■ **Work request 1**
From the article on Austin hotels, copy the part that starts with the words containing "Austin is also" and ends with "tourists, he said.".
■ **Work request 2**
According to the article on Austin hotels, what did the average Austin hotel room cost in 2014?

■ **Text section**
········
But high occupancy creates higher room rates, Freitag said, with the average Austin hotel room costing $128.90 in 2014, an increase of almost $10 from 2013 and a nearly $30 increase since 2010.

"A lot of times hotels are full, so its a sellers market," he said. "They have the pricing power."

However, Austins occupancy rate in 2014 grew at its slowest level in five years because no significant new hotels opened, Freitag said. More than 1,500 rooms are expected to come online in 2015, which should demand remain the same potentially decreases the city's occupancy rate for the first time in five years and could cause hotels to drop room rates to remain competitive.

"We have to make sure Austin doesn't price itself out of the market," said James Walsh, immediate past president of the Austin Hotel & Lodging Association.

Beyond SXSW and ACL


Contrary to popular belief, most of Austin's hotel business occurs beyond the large-scale events that typically define the city's tourism industry, said Bob Lander, president/CEO of the Austin Convention and Visitors Bureau. He leads the public agency that was responsible for helping to book more than 600,000 room nights in Austin last year, or approximately one-quarter of all hotel sales.

"What [Austin residents] don't see are the other 46 weeks of the year when we bring in doctors, architects and scientists who we don't even notice are here," Lander said. "But I guarantee the bartenders, the waiters and hotel workers all know they're here."

Austin is also targeting more international visitors, a market Lander said he considers relatively untapped despite hosting the Formula 1 United States Grand Prix the past three years. International travelers typically benefit the tourism economy two to three times more than domestic tourists, he said.

The U.S. is lagging behind the rest of the world on international visitations, Lander said. We need to be in that game, and thats part of our long-term vision.

But there is also money to be made serving Austin's event and hospitality needs. The Westin Austin Downtown debuts July 2 and expects to serve a much more localized clientele than larger convention hotels, General Manager Kristofer Carlson said.
········
■ **Data for analysis**
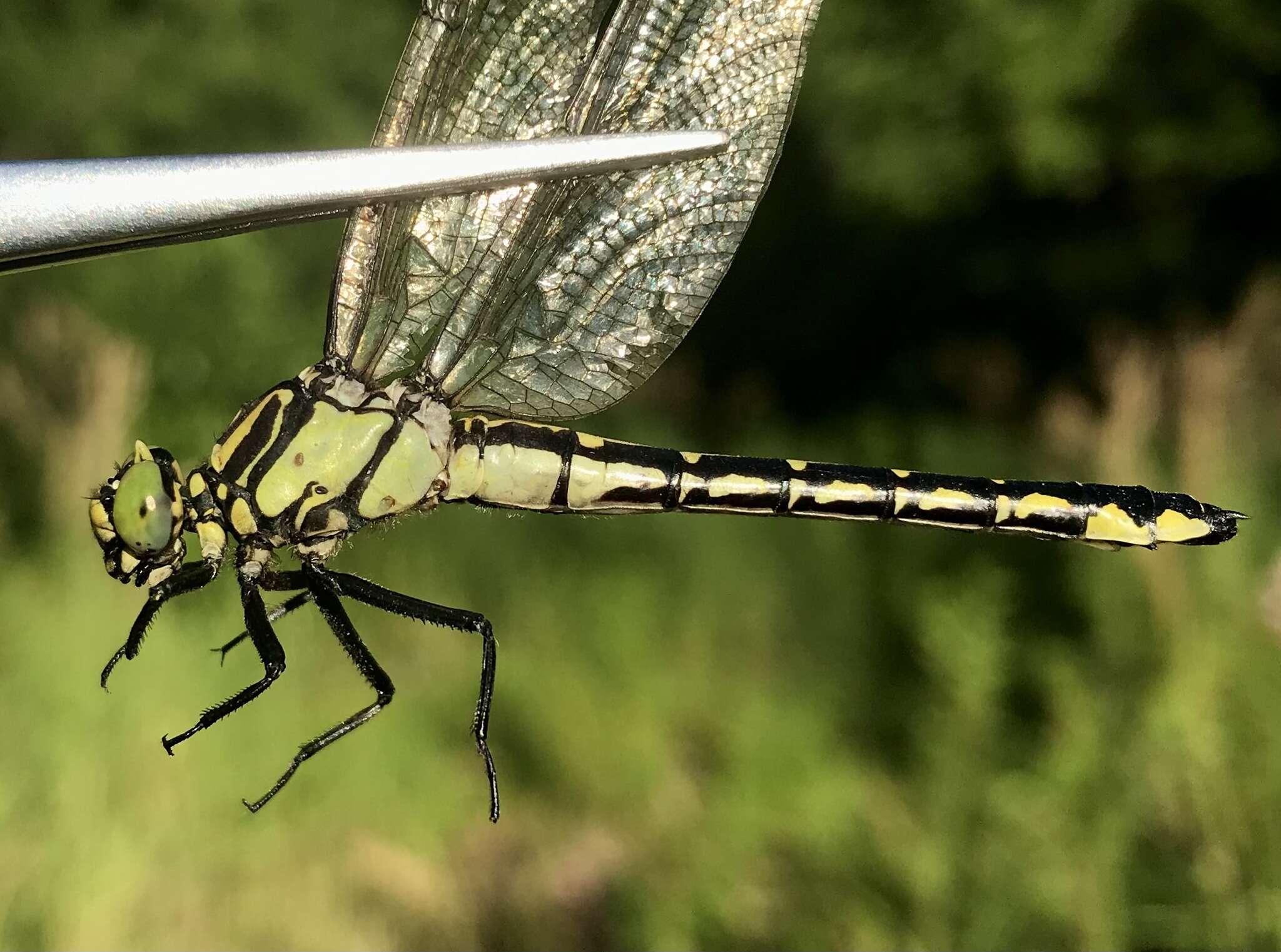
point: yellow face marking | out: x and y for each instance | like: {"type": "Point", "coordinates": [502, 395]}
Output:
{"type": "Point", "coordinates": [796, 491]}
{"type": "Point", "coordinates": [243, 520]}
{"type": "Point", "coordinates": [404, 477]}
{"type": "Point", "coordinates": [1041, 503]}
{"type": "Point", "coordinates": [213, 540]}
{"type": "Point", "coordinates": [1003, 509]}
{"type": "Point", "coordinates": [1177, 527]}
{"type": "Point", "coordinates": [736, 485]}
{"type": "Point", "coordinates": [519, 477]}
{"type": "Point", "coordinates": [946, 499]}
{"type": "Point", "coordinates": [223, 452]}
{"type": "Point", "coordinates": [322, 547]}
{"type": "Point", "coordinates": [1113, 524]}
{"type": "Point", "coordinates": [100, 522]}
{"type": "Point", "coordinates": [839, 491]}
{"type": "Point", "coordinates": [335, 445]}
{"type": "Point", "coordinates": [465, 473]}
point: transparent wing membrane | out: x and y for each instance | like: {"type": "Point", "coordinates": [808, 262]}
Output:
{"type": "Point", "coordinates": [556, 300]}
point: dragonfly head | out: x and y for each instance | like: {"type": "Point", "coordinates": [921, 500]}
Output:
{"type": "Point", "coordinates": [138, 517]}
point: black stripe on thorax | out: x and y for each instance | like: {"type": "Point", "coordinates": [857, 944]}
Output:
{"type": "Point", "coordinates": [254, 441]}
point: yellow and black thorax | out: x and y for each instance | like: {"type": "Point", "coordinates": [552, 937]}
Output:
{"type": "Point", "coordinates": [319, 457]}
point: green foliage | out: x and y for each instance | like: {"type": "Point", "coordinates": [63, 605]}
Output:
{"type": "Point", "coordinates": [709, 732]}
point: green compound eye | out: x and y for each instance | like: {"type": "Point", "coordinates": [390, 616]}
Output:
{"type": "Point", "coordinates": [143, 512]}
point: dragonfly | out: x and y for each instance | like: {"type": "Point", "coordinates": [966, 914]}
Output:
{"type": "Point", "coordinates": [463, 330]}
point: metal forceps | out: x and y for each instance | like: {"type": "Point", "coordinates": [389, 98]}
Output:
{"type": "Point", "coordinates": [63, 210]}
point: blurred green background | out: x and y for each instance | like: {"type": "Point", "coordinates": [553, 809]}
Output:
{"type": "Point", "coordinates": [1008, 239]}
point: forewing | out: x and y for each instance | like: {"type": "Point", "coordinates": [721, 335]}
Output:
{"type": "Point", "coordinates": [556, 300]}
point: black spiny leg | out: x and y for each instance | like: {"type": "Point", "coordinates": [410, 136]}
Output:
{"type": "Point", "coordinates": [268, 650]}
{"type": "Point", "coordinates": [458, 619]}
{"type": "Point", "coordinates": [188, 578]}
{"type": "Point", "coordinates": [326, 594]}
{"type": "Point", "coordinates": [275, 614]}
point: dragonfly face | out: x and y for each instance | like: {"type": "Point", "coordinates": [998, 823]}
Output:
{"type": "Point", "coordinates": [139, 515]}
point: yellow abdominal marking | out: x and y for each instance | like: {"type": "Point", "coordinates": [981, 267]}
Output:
········
■ **Written reply 1**
Austin is also targeting more international visitors, a market Lander said he considers relatively untapped despite hosting the Formula 1 United States Grand Prix the past three years. International travelers typically benefit the tourism economy two to three times more than domestic tourists, he said.

■ **Written reply 2**
$128.90